# Information
»»

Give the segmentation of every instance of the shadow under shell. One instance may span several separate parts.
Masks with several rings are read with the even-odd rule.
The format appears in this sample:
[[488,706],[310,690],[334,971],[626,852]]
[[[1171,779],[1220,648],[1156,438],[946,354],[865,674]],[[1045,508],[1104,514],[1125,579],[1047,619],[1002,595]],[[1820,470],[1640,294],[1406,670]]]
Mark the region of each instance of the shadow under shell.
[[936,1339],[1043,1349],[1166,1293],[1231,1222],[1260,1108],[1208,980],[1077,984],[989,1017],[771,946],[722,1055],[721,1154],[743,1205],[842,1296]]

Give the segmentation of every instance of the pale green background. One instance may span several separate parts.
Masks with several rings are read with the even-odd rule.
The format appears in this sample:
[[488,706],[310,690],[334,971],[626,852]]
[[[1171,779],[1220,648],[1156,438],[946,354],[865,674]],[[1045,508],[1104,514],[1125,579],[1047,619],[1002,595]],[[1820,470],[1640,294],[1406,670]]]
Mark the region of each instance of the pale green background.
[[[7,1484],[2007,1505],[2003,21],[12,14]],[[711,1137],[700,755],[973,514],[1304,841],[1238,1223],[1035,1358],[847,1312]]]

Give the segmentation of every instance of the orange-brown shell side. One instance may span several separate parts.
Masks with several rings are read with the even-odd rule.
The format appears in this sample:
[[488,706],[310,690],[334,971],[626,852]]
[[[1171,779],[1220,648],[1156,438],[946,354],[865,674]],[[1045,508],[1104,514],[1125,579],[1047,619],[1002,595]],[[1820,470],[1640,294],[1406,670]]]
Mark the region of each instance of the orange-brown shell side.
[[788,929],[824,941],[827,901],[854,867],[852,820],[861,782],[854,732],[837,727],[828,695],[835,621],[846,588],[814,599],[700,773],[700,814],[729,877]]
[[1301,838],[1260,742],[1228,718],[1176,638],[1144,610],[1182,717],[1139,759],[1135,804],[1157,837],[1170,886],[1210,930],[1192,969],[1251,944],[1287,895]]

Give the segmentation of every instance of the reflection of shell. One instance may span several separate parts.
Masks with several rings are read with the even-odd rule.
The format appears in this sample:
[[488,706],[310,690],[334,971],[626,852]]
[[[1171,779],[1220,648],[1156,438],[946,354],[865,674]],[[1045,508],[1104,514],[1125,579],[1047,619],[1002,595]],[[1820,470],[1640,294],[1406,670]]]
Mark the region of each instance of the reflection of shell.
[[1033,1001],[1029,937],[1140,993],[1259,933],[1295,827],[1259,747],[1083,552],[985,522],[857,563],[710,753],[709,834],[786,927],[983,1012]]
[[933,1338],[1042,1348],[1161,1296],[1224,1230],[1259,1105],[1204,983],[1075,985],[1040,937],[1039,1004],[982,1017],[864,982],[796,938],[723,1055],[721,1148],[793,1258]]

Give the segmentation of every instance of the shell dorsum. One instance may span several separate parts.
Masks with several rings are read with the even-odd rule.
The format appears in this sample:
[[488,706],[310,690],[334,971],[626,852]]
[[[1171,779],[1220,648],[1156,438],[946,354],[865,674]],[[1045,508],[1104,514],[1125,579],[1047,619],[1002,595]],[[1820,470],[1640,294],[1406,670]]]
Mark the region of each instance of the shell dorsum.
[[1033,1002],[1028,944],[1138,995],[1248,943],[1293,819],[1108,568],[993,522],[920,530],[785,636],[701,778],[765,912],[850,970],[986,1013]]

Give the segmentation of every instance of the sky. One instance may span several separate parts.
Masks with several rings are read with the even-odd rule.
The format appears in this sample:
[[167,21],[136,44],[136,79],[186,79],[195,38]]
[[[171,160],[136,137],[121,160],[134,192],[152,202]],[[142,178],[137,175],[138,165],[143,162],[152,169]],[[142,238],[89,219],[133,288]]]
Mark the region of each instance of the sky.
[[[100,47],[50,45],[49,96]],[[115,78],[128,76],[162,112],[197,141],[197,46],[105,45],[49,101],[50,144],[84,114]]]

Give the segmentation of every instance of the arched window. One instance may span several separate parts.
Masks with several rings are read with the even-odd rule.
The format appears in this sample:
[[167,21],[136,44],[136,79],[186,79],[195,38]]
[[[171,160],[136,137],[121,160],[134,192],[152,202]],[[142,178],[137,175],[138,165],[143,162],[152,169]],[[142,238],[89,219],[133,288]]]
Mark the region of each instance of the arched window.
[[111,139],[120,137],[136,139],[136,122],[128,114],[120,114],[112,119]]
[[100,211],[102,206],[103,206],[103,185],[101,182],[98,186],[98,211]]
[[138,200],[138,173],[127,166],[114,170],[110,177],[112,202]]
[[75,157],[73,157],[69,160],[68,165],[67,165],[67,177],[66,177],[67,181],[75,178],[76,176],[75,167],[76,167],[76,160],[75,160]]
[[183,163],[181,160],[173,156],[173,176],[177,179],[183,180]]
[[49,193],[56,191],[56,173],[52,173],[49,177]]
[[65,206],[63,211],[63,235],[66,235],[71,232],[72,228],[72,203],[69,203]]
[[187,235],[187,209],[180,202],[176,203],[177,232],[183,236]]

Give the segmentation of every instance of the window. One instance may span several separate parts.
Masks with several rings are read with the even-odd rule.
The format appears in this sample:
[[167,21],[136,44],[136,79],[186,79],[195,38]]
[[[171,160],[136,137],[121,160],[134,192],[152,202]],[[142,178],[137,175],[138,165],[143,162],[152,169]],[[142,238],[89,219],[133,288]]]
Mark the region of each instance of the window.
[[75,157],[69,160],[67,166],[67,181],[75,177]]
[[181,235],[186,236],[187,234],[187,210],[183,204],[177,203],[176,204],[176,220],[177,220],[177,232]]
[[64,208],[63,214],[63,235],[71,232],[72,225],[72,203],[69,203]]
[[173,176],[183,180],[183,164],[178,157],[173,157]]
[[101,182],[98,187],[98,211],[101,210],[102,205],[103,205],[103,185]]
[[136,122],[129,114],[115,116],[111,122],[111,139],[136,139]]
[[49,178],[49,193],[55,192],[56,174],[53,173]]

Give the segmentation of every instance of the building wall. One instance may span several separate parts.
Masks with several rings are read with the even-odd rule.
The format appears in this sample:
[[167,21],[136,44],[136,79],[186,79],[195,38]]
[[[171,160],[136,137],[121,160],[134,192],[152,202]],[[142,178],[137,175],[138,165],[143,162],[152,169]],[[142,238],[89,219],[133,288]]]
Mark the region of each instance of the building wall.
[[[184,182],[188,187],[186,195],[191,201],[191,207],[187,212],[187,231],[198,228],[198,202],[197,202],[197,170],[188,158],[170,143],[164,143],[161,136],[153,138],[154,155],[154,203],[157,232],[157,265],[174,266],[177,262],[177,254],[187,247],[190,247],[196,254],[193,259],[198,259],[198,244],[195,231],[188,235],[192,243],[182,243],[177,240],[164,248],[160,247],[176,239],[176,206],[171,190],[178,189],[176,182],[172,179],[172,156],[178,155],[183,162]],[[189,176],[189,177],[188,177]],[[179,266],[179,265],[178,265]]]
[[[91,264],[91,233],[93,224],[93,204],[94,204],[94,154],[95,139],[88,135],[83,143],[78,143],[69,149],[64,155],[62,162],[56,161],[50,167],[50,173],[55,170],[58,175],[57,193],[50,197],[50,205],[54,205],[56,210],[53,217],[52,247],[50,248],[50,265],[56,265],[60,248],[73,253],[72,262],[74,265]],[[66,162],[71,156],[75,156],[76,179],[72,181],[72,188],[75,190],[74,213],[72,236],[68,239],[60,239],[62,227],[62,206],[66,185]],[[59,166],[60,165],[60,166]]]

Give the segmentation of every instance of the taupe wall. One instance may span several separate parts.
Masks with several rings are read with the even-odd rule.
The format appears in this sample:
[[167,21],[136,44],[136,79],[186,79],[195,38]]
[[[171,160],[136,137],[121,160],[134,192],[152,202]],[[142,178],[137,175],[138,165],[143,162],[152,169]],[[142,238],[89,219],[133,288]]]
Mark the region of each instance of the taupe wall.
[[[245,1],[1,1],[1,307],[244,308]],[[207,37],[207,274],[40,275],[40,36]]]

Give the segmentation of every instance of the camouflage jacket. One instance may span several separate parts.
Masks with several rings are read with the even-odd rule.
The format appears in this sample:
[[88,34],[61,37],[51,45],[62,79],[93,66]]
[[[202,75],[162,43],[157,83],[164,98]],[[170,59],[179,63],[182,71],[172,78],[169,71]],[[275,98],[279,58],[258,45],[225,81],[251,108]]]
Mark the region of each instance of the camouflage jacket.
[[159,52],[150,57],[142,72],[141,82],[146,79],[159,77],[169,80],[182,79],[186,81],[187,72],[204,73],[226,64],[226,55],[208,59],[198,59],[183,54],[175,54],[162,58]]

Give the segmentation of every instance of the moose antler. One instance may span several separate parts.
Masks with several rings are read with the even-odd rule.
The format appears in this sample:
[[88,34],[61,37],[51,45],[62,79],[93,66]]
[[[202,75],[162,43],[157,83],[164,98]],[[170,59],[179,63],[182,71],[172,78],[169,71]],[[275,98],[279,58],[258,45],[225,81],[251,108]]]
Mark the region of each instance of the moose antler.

««

# Work order
Return every line of the material in which the word "antler" is found.

# Result for this task
Give the segmentation of every instance of the moose antler. One instance may span several separate parts.
Mark the region of each instance of the moose antler.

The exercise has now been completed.